[Provided data Boundary: Start]

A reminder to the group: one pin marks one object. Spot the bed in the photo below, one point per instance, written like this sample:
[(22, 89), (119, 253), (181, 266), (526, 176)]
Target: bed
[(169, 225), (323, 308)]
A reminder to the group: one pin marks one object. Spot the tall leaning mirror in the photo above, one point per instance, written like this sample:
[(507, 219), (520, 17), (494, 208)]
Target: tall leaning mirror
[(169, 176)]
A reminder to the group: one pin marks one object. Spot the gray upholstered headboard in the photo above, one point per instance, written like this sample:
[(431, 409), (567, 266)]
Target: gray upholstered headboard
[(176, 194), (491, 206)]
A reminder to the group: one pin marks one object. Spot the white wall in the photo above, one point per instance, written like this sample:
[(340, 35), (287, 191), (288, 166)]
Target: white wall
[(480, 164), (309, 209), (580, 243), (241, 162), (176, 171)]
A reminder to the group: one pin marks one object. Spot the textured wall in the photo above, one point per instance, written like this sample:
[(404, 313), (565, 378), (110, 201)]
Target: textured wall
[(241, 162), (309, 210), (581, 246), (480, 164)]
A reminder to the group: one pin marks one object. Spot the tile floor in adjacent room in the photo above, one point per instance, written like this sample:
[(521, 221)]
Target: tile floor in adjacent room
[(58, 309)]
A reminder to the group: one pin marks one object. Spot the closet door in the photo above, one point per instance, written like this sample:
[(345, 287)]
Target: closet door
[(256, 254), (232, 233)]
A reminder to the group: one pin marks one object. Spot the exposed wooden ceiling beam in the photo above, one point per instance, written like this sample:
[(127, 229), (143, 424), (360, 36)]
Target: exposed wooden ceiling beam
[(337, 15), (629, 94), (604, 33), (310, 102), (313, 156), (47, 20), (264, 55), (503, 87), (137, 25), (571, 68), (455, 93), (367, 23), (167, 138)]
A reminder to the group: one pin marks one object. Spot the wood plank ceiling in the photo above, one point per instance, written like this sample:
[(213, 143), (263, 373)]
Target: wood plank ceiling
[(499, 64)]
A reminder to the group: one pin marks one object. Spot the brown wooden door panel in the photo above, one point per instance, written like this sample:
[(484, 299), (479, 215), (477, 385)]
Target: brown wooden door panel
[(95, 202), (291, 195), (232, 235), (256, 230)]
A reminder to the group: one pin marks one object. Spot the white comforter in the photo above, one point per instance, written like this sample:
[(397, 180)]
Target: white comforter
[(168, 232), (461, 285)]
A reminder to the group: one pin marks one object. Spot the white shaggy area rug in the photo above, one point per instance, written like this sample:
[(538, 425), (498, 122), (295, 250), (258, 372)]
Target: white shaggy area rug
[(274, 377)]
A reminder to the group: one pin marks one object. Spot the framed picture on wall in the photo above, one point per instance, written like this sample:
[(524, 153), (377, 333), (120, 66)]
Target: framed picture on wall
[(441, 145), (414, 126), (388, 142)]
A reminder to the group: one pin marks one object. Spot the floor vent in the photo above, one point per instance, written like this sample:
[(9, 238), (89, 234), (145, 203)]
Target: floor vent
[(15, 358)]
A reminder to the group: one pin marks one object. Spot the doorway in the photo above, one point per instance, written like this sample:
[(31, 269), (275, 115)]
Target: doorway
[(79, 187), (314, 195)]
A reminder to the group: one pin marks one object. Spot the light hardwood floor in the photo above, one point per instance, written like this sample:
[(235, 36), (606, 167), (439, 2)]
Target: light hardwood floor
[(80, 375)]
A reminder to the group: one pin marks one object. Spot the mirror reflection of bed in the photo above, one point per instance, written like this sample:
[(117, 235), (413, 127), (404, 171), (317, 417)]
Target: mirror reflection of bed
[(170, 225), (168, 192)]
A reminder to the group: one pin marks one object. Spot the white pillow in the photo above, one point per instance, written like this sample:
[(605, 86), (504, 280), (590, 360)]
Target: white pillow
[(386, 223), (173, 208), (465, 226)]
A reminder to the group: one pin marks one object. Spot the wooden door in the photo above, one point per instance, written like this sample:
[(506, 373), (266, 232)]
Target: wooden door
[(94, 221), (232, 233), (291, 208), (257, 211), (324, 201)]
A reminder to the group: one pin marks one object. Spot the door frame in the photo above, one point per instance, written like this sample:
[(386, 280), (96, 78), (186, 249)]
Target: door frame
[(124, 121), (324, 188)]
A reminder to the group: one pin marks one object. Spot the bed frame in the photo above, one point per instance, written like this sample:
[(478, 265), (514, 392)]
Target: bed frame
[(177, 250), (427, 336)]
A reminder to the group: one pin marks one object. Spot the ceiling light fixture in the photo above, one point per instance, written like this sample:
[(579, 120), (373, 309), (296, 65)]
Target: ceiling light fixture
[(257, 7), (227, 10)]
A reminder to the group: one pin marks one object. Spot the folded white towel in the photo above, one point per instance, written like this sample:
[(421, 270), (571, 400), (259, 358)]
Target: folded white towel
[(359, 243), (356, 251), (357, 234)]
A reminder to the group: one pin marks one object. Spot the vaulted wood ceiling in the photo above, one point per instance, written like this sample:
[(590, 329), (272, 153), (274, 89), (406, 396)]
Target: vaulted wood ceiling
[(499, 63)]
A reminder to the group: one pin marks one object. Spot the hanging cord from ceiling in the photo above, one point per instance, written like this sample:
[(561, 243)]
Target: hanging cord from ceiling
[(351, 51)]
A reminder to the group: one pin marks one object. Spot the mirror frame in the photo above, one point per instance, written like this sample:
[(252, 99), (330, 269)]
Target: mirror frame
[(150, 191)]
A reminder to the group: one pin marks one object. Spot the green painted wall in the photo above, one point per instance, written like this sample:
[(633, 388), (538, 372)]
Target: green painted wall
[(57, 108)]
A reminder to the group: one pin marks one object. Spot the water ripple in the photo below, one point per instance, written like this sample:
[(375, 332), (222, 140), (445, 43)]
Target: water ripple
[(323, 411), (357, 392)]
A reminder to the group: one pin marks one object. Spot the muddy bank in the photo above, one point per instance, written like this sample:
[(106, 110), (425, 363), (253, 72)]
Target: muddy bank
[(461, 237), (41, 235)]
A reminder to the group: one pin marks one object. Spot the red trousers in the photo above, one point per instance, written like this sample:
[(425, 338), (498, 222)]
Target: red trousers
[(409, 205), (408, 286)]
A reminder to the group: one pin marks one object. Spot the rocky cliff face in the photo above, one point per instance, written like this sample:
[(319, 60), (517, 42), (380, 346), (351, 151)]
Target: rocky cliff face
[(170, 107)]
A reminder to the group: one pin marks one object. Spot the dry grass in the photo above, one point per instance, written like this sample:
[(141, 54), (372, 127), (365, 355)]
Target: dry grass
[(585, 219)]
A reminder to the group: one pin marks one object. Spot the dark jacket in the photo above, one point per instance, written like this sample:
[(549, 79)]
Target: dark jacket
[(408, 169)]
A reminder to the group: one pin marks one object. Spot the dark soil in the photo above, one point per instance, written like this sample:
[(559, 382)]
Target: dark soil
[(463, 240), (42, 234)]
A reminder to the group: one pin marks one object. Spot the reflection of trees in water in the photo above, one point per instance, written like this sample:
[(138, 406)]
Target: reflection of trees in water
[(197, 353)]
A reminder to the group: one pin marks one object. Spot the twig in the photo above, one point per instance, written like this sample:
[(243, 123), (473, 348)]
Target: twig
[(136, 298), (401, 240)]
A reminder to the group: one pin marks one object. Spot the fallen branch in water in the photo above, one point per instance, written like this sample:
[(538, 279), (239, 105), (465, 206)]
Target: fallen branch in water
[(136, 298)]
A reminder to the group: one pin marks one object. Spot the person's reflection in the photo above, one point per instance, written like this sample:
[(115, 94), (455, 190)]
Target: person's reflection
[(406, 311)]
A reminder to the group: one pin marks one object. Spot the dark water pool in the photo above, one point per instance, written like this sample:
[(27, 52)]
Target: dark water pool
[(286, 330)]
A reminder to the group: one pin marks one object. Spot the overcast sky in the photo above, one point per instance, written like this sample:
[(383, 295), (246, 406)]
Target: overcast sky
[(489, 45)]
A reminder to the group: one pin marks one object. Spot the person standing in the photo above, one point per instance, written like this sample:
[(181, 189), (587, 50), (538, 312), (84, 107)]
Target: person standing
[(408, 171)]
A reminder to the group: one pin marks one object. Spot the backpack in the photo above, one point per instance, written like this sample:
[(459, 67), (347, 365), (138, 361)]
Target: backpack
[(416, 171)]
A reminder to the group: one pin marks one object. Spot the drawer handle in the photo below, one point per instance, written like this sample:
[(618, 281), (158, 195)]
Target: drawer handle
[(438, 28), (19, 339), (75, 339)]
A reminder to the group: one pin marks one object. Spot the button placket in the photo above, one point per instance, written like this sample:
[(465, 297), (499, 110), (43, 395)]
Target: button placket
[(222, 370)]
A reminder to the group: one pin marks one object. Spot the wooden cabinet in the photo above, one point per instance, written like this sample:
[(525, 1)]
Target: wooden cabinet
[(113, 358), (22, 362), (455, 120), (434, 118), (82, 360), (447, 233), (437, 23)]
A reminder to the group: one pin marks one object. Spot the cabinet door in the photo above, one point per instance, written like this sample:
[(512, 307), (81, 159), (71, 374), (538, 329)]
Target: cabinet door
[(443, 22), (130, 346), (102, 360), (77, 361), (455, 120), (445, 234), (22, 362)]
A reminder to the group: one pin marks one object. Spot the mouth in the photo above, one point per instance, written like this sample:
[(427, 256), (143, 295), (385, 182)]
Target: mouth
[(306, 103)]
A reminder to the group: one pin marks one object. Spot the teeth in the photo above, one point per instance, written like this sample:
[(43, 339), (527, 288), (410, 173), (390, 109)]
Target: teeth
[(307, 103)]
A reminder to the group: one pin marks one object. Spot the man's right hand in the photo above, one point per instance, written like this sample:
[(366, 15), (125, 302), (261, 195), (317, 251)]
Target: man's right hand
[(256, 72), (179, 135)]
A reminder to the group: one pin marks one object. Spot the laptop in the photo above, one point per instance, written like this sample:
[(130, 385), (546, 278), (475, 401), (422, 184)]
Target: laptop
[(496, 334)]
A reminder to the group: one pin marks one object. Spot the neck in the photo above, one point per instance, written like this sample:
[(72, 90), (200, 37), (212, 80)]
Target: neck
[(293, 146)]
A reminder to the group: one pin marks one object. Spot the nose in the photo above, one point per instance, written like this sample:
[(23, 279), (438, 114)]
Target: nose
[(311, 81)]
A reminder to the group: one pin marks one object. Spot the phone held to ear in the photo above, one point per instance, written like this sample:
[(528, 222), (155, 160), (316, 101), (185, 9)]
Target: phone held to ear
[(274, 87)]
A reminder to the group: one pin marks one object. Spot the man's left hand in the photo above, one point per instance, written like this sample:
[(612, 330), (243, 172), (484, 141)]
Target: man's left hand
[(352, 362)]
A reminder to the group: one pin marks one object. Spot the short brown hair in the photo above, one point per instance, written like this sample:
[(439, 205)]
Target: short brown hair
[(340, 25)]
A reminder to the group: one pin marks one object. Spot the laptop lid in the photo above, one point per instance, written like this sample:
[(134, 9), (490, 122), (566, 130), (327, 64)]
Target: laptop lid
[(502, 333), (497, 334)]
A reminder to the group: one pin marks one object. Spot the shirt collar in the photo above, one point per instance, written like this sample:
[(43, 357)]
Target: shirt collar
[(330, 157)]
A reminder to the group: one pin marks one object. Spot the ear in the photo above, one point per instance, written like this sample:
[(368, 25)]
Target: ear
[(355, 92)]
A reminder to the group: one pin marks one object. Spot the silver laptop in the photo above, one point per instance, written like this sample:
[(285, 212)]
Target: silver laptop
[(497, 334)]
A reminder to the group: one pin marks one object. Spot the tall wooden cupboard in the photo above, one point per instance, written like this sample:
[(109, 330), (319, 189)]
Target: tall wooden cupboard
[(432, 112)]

[Provided data Boundary: End]

**Problem description:**
If a line falls between the first line of the data above and the line holding "[(431, 409), (567, 266)]", inclusive, retype it exactly; retype no other line.

**Exercise answer:**
A reminder to the group: one pin marks one object. Spot the bed in the photo below, one point per instance, written like this sample:
[(22, 89), (119, 253), (181, 266), (526, 176)]
Target: bed
[(169, 225), (323, 308)]
A reminder to the group: one pin marks one object. Spot the tall leaning mirror in the photo above, one point per instance, written like this sample:
[(507, 219), (520, 17), (494, 208)]
Target: tall leaning mirror
[(169, 176)]
A reminder to the group: one pin marks one object. Spot the gray upholstered headboard in the photo above, one point per instance, written like this sample:
[(431, 409), (567, 266)]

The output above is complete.